▸ Extrait choisi
● ● ● ●

En Afrique, 41 pays ont déjà adopté des lois sur la protection des données, un signe fort de la prise de conscience croissante de l’importance de protéger les informations personnelles dans un contexte numérique. Une règlementation bien conçue ne doit pas être perçue comme un obstacle, mais comme un levier stratégique. Elle peut en effet favoriser un environnement de confiance, indispensable pour les citoyens, les professionnels de santé et les investisseurs. En assurant une gouvernance claire et transparente, la règlementation permet de rassurer les parties prenantes, d’attirer les investissements nécessaires à l’innovation, et d’accélérer ainsi l’adoption des solutions numériques, tout en préservant des principes éthiques et de sécurité essentielle.

● ● ● ●

▸ Matériel fourni
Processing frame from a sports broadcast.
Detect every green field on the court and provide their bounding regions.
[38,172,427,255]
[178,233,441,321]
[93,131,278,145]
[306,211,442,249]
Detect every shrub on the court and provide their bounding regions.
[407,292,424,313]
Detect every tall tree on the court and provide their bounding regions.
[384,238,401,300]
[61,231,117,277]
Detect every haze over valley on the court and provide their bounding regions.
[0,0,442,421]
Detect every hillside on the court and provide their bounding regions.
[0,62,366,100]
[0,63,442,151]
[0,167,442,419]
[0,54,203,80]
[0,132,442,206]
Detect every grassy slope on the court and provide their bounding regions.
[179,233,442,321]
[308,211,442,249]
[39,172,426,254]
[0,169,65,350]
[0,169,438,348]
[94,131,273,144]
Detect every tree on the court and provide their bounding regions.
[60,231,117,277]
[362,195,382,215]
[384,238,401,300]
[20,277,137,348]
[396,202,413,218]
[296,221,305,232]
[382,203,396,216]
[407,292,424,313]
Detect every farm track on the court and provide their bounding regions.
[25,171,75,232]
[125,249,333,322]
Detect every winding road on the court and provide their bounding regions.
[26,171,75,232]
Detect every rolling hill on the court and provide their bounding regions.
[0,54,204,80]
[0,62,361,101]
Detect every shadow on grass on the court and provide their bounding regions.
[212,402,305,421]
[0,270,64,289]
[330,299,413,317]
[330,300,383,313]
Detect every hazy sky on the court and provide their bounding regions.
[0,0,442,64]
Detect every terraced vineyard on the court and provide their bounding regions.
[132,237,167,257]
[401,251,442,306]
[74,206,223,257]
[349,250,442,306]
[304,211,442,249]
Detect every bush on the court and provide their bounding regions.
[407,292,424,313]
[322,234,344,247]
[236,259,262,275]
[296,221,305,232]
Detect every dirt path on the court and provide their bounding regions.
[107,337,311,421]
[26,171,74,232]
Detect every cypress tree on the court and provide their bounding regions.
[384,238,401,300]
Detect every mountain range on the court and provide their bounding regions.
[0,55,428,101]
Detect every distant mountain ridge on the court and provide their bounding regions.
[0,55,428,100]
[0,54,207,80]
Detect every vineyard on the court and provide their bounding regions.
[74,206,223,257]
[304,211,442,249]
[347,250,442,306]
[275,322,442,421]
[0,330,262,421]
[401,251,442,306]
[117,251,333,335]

● ● ● ●

▸ Énoncé du problème
Transformez en liste le paragraphe de l'extrait qui commence par « En Afrique, 41 pays », sans perdre ses faits principaux. Appuyez-vous uniquement sur l'extrait.

▸ Réponse à l'exercice
- 41 pays africains ont déjà adopté des lois sur la protection des données, signe d'une prise de conscience croissante de l'importance de protéger les informations personnelles dans un contexte numérique.
- Une règlementation bien conçue est un levier stratégique, et non un obstacle.
- Elle peut favoriser un environnement de confiance, indispensable aux citoyens, aux professionnels de santé et aux investisseurs.
- Grâce à une gouvernance claire et transparente, elle rassure les parties prenantes, attire les investissements nécessaires à l'innovation et accélère l'adoption des solutions numériques.
- Elle préserve en même temps des principes éthiques et de sécurité.